• Selected text:
▼

Baskets of Hot Chiles. Photo by: Chris Kilham © 2009
The tale of hot chili peppers is one of jumping from plant to pot, one nation after another. Though we do not know exactly when chilies were first discovered, approximately 10,000 years ago appears to be a pretty safe bet. Chilies were among the very first crops cultivated in the Americas, somewhere around 4000 B.C. Seeds found south of Mexico City date native pepper use there around 7000 B.C., while seeds found in northern Peru show chili use there around 2500 B.C. One thing is for sure, the use of chilies caught on well, and the little burning vegetables spread quickly along established trade routes throughout Central and South America and the West Indies.
Chilies historic spread throughout the markets and culinary traditions of the world was greatly aided by explorer Christopher Columbus, who sailed the ocean blue in 1492. On New Year’s Day in 1493, Columbus encountered chilies at Navidad, La Espanola, now Haiti. Writing about aji (the native name for chili) in his journal, Columbus remarked that “the pepper which the local Indians used as spice is more abundant and more valuable than either black or melegueta pepper.” On each of his voyages to the New World, Columbus encountered the fiery aji. He discovered that the native people would not be without it, and that the peppers played an important role in the diets of the Indians. In his journal writings from his second voyage, Columbus remarked “In those islands there are also bushes like rose bushes which make a fruit as long as cinnamon full of small grains as biting as pepper; those Caribs and the Indians eat that fruit as we eat apples.”
Fleet physician Dr. Diego Alvarez Chanca additionally commented on hot chilies, saying “They use…a vegetable called agi, which they also employ to give a sharp taste to the fish and such birds as they can catch, of the infinite variety there are in this island (Haiti), dishes of which they prepare in different ways.” When Columbus and crew returned to Spain from their second voyage to the New World, they brought peppers along with other plants and items of discovery.

▲

• Information given:
▼

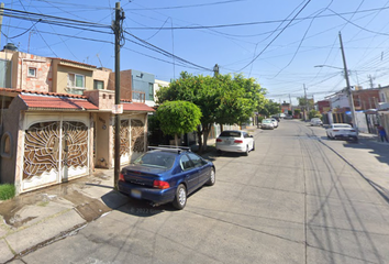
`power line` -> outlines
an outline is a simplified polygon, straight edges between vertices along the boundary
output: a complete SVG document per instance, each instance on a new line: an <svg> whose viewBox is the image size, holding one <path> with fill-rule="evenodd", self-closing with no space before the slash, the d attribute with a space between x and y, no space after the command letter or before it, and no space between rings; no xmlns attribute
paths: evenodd
<svg viewBox="0 0 389 264"><path fill-rule="evenodd" d="M308 3L310 3L310 2L311 2L311 0L308 0L307 3L299 10L299 12L297 12L297 14L293 16L293 19L291 19L291 20L289 21L289 23L288 23L286 26L284 26L284 29L265 46L265 48L262 50L262 52L260 52L255 58L253 58L246 66L244 66L243 68L241 68L238 72L242 72L243 69L247 68L252 63L254 63L254 62L271 45L271 43L275 42L275 41L278 38L278 36L279 36L280 34L282 34L282 32L284 32L284 31L290 25L290 23L302 12L302 10L305 9L305 7L308 6Z"/></svg>
<svg viewBox="0 0 389 264"><path fill-rule="evenodd" d="M235 28L235 26L246 26L246 25L257 25L257 24L274 24L274 23L282 23L282 22L290 22L290 21L303 21L303 20L312 20L312 19L321 19L321 18L331 18L331 16L338 16L338 15L347 15L353 13L366 13L366 12L375 12L375 11L382 11L389 9L389 7L385 8L377 8L377 9L367 9L357 12L343 12L343 13L334 13L334 14L322 14L322 15L309 15L305 18L296 18L296 19L286 19L286 20L269 20L269 21L256 21L256 22L245 22L245 23L232 23L232 24L219 24L219 25L190 25L190 26L175 26L174 30L204 30L204 29L220 29L220 28ZM332 11L331 9L327 9ZM159 28L149 26L149 28L129 28L129 30L158 30ZM163 30L170 30L170 29L163 29Z"/></svg>
<svg viewBox="0 0 389 264"><path fill-rule="evenodd" d="M138 42L131 41L131 40L126 38L127 41L131 41L131 42L133 42L133 43L135 43L135 44L137 44L137 45L144 46L144 47L146 47L146 48L148 48L148 50L152 50L152 51L154 51L154 52L157 52L157 53L159 53L159 54L163 54L164 56L174 57L174 58L176 58L176 59L179 61L179 62L182 62L182 63L185 63L185 64L189 64L189 65L194 66L194 67L197 67L197 68L199 68L199 69L207 70L207 72L212 72L212 70L213 70L213 69L211 69L211 68L207 68L207 67L197 65L197 64L194 64L194 63L191 63L191 62L189 62L189 61L187 61L187 59L184 59L184 58L181 58L181 57L178 57L178 56L176 56L176 55L174 55L174 54L171 54L171 53L169 53L169 52L167 52L167 51L165 51L165 50L163 50L163 48L160 48L160 47L157 47L157 46L155 46L155 45L153 45L153 44L151 44L151 43L148 43L148 42L146 42L146 41L144 41L144 40L137 37L137 36L135 36L134 34L132 34L132 33L130 33L130 32L127 32L127 31L124 31L124 33L129 34L130 36L134 37L136 41L141 42L141 43L138 43Z"/></svg>
<svg viewBox="0 0 389 264"><path fill-rule="evenodd" d="M211 3L198 3L198 4L188 4L188 6L177 6L177 7L165 7L165 8L143 8L143 9L133 9L133 10L164 10L164 9L186 9L186 8L200 8L200 7L209 7L209 6L219 6L231 2L242 2L246 0L227 0L227 1L219 1Z"/></svg>

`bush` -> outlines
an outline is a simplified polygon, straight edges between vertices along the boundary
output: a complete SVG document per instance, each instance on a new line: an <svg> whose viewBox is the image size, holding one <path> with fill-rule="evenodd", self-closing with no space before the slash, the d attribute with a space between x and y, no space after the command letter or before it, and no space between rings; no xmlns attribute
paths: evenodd
<svg viewBox="0 0 389 264"><path fill-rule="evenodd" d="M0 185L0 200L8 200L15 196L15 187L11 184Z"/></svg>

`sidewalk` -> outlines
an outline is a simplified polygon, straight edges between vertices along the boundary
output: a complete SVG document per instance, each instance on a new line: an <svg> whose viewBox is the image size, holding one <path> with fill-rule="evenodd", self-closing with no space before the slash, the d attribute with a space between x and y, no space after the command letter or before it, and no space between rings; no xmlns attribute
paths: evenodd
<svg viewBox="0 0 389 264"><path fill-rule="evenodd" d="M215 156L214 141L203 157ZM0 263L71 235L129 200L113 190L113 169L0 200Z"/></svg>
<svg viewBox="0 0 389 264"><path fill-rule="evenodd" d="M129 198L114 191L113 169L0 201L0 263L33 251L119 208Z"/></svg>
<svg viewBox="0 0 389 264"><path fill-rule="evenodd" d="M262 133L259 129L253 130L255 136ZM379 143L374 135L360 136L371 143L376 142L377 144L371 145L378 148L382 148L381 144L388 144ZM212 146L214 139L208 144ZM375 162L374 155L366 155L369 161ZM205 153L203 156L215 156L215 152ZM380 166L362 166L365 161L363 156L348 158L359 165L362 172L373 169L367 175L374 179L380 175ZM389 186L389 183L377 183ZM0 263L7 263L18 255L71 235L88 222L125 205L129 200L126 196L113 190L113 169L96 169L91 176L0 201Z"/></svg>

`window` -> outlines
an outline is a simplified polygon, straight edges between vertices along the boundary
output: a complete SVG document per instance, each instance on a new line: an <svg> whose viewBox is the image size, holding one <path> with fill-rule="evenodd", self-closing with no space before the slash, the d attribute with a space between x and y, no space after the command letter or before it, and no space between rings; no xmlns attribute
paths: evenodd
<svg viewBox="0 0 389 264"><path fill-rule="evenodd" d="M181 165L182 170L193 167L192 163L190 162L187 155L181 156L181 161L179 162L179 164Z"/></svg>
<svg viewBox="0 0 389 264"><path fill-rule="evenodd" d="M29 77L36 77L36 68L29 67L27 76Z"/></svg>
<svg viewBox="0 0 389 264"><path fill-rule="evenodd" d="M5 132L1 136L1 144L0 144L0 155L2 157L12 157L12 136L9 132Z"/></svg>
<svg viewBox="0 0 389 264"><path fill-rule="evenodd" d="M154 85L148 82L148 100L154 101Z"/></svg>
<svg viewBox="0 0 389 264"><path fill-rule="evenodd" d="M194 164L194 167L200 167L203 164L202 158L199 157L198 155L196 155L193 153L188 153L188 156L190 157L190 160Z"/></svg>
<svg viewBox="0 0 389 264"><path fill-rule="evenodd" d="M67 86L69 88L85 88L85 76L78 74L68 74Z"/></svg>
<svg viewBox="0 0 389 264"><path fill-rule="evenodd" d="M95 90L103 90L104 89L104 81L93 80L93 89Z"/></svg>

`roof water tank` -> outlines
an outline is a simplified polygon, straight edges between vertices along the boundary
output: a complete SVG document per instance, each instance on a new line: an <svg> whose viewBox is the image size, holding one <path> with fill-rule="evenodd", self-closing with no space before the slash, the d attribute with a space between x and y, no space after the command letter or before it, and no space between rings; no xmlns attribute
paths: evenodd
<svg viewBox="0 0 389 264"><path fill-rule="evenodd" d="M18 52L18 47L13 43L8 43L4 46L4 50L9 50L9 51L12 51L12 52Z"/></svg>

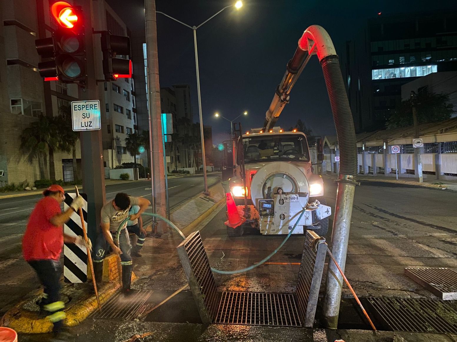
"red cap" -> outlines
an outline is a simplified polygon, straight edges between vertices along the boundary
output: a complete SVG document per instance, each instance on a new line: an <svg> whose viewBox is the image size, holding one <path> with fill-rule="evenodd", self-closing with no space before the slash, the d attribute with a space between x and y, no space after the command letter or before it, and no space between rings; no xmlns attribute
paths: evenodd
<svg viewBox="0 0 457 342"><path fill-rule="evenodd" d="M48 190L50 191L52 191L53 192L61 192L62 195L64 195L65 191L64 190L64 188L62 188L60 185L58 185L57 184L53 184L51 186L46 189L46 190ZM44 191L46 191L46 190ZM44 193L44 191L43 192Z"/></svg>

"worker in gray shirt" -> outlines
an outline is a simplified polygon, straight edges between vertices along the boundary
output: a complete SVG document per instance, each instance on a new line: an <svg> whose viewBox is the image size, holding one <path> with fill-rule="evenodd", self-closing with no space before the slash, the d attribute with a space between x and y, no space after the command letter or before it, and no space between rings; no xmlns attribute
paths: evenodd
<svg viewBox="0 0 457 342"><path fill-rule="evenodd" d="M133 221L138 219L150 204L151 202L144 197L132 197L120 192L116 195L114 200L103 205L101 217L101 230L97 238L92 256L95 280L97 283L101 282L103 259L108 248L111 247L112 253L121 257L122 292L127 293L130 291L133 265L127 222L124 224L119 235L119 247L114 243L114 239L121 223L128 216L128 211L132 206L139 207L137 213L130 216L129 219Z"/></svg>

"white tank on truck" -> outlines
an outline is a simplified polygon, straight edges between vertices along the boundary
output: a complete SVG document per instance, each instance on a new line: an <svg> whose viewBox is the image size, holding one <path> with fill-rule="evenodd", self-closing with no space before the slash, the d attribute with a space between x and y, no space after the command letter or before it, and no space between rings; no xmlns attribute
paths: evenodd
<svg viewBox="0 0 457 342"><path fill-rule="evenodd" d="M321 141L317 143L320 153ZM240 236L246 227L265 235L287 234L296 223L293 234L312 230L325 235L331 209L323 197L322 177L312 172L303 133L280 127L266 132L253 128L224 145L223 168L230 176L226 184L231 195L227 201L233 198L242 218L234 224L226 222L229 236Z"/></svg>

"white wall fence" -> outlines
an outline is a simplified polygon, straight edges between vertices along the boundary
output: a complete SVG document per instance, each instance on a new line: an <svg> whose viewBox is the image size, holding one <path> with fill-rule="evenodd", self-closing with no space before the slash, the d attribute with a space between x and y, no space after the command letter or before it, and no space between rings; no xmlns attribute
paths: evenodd
<svg viewBox="0 0 457 342"><path fill-rule="evenodd" d="M411 144L400 145L400 153L391 153L391 146L367 146L357 147L358 173L367 176L417 177L417 161ZM457 142L425 144L420 147L423 177L425 179L457 180ZM327 148L324 150L324 173L338 173L339 163L335 160L339 151Z"/></svg>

▲

• Written task 1:
Answer these questions from the passage on chili peppers:
(a) Around what date were chilies first cultivated in the Americas?
(b) On what day and in what year did Columbus encounter chilies at Navidad?
(c) What is the name of the fleet physician who commented on hot chilies?
• Written task 2: From the passage on chili peppers, extract word for word everything from "Baskets of Hot" down to "the West Indies.".
• Written task 3: Write the next part of the passage on chili peppers, picking up after its final sentence.

• Final answer 1:
(a) Around 4000 B.C.
(b) New Year's Day, 1493.
(c) Dr. Diego Alvarez Chanca.

• Final answer 2:
Baskets of Hot Chiles. Photo by: Chris Kilham © 2009
The tale of hot chili peppers is one of jumping from plant to pot, one nation after another. Though we do not know exactly when chilies were first discovered, approximately 10,000 years ago appears to be a pretty safe bet. Chilies were among the very first crops cultivated in the Americas, somewhere around 4000 B.C. Seeds found south of Mexico City date native pepper use there around 7000 B.C., while seeds found in northern Peru show chili use there around 2500 B.C. One thing is for sure, the use of chilies caught on well, and the little burning vegetables spread quickly along established trade routes throughout Central and South America and the West Indies.

• Final answer 3:
In September 1493, Spanish court historian Pietro Martire de Anghiera wrote about the New World on the basis of information imparted by members of the first Columbus voyage. On his De Orbo Novo, Anghiera wrote “Something may be said about the pepper gathered in the islands and on the continent – but it is not pepper, though it has the same strength and the flavor, and is just as much esteemed. The natives call it axi, it grows taller than a poppy – When it is used there is no need of Caucasian pepper. The sweet pepper is called Boniatum, and the hot pepper is called Caribe, meaning sharp and strong; for the same reasons the cannibals are called Caribes because they are strong.”
Though it may be hard to imagine today, the discovery of chilies was momentous and truly historic. Europe was in the grip of pepper fever, and the tiny grains of black pepper (Piper nigrum) were so precious and sought after, they were dispensed singly and as valuable as currency. Prior to the introduction of spices from the Far East, European food was bland and by many accounts spoiled. Pepper and other spices such as cloves and cinnamon excited and awoke the European palate, and covered the rank flavor and offensive aroma of bad food. Columbus and other sailors sought a quicker route to India, in part to obtain spices for an increasingly voracious European spice habit. The discovery of chilies, adaptable to a variety of climates and easy to cultivate, meant that the world had a piquant alternative to black pepper. Traders did not need to travel to India to load their ships with small grains of pepper. By bringing capsicum seeds to Africa and other parts of the world, they could plant the new found pungent spice, trade it easily, and satisfy the palates of the Old World. As it turned out, chilies caught on like wildfire.
Portuguese traders, who had developed significant centers of commerce along the coast of Africa in the 1400’s, made their way to Brazil in 1500, and the West Indies in 1502. The Portuguese eagerly seized upon the commercial potential of New World crops such as maize, sugar and hot chilies, and spread them to Africa and India. A scant forty years later, three different varieties of chilies were known and cultivated in India. From the African coast, traders made their way into the dark green heart of the African continent, where chilies became dietary fixtures. Though it was virtually inconceivable at the time, New World crops would change the eating habits of the Old World. The New World offered an astonishing cornucopia of agricultural products which could be grown in many other parts of the world. Corn, squash, potatoes, coffee, chilies, cacao, tomatoes, avocados, lima beans, peanuts, potatoes, sweet potatoes, pineapples, vanilla and manioc would spread throughout the world and become staple foods. Tobacco, another New World plant, would also spread quickly, filling the lungs of the world with mildly narcotic smoke.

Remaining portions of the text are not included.